== Selected passage ==
If loose monetary policy caused the crisis how can loose monetary policy get us out? The hair of the dog argument is a convenient one to make, as I did in 2009:

  • “the Bank's solution is a larger dose of what caused the original disease.” [1]
  • “We are now seeing the inevitable hangover and are faced with choice – either to go through the painful but necessary recovery (a hangover) or simply to prolong the intoxication… QE is more hair of the dog.” [1]

This leads to a related idea that a liquidation is a necessary consequence of a boom. Once you accept an Austrian style boom then a recession is an inevitable and necessary consequence. In this 2009 article for Comment is Free article I reeled off some standard arguments:

  • “Over the last few years we have seen an unsustainable boom that has been financed through impoverishment. During this boom scarce capital has been squandered. Rather than use credit as a foundation for wealth-creation, it was erroneously treated as actual wealth, and consumed” [2]
  • “a decline in output is an important step towards production that more closely matches consumer demand. If GDP growth has been driven by bubble activity, a fall in GDP is therefore an inevitable and necessary stage of recovery.” [2]
  • “Genuine economic growth will only return if relative prices can adjust, malinvestment gets liquidated, and a correction is allowed to occur.” [2]
  • “the recession itself is a sign that markets are adjusting, and that entrepreneurs are engaging in the recalculation that is required to understand which plans were unprofitable and where capital should be reallocated. Allowing relative prices to adjust as quickly as possible, reducing labour market rigidities, and improving labour mobility will all help with this" [4]

Verdict: If the inflation argument is over simplified monetarism, then this is over simplified Austrianism. I totally neglected the distinction between a primary and secondary recession and ignored the possibility that such declines in output were unnecessary.
===
== Dataset ==
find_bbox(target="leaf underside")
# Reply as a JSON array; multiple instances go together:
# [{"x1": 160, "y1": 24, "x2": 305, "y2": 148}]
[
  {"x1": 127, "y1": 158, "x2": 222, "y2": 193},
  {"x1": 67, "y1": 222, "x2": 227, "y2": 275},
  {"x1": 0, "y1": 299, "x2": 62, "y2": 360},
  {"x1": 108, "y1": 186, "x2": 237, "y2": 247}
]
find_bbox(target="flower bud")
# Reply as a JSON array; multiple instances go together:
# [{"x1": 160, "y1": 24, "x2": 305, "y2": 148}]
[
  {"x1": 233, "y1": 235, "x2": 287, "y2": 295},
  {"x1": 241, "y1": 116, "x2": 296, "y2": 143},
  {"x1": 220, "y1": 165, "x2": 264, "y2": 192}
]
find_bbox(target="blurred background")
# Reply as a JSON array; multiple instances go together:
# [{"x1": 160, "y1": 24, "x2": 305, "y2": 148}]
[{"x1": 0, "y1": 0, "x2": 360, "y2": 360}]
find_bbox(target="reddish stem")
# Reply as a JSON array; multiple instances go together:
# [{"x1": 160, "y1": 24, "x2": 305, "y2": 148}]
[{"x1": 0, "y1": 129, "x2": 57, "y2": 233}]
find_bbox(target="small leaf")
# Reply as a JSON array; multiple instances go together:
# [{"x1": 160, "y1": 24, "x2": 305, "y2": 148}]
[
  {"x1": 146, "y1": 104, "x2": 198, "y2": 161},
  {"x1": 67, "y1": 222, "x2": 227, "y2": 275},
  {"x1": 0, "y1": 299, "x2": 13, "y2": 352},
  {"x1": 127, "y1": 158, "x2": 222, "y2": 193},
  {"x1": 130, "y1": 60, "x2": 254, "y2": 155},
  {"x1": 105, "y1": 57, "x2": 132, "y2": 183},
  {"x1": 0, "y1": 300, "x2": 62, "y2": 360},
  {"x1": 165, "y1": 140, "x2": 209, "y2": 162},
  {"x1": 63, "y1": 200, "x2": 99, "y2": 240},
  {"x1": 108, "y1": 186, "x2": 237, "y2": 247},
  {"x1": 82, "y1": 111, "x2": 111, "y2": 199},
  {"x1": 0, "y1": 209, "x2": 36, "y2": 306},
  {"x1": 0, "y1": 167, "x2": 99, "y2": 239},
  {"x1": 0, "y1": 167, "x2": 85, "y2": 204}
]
===
Parts of the exercise ▸
A - In two sentences, what does the passage on monetary policy say?
B - Rewrite everything from "Verdict: If the" down to "output were unnecessary." in the passage on monetary policy, replacing "totally" with "completely".
C - In the passage on monetary policy, what did the writer call QE in 2009?
The records come from a different source than the text.

Per-task answers ▸
A - The writer recalls arguing in 2009 that loose monetary policy such as QE was "hair of the dog," a larger dose of what caused the crisis, and that a recession was the inevitable and necessary consequence of an unsustainable boom, needed to liquidate malinvestment and let relative prices adjust. The writer now judges these arguments to be over simplified Austrianism that neglected the distinction between primary and secondary recessions and ignored the possibility that the declines in output were unnecessary.

B -
Verdict: If the inflation argument is over simplified monetarism, then this is over simplified Austrianism. I completely neglected the distinction between a primary and secondary recession and ignored the possibility that such declines in output were unnecessary.

C - More hair of the dog.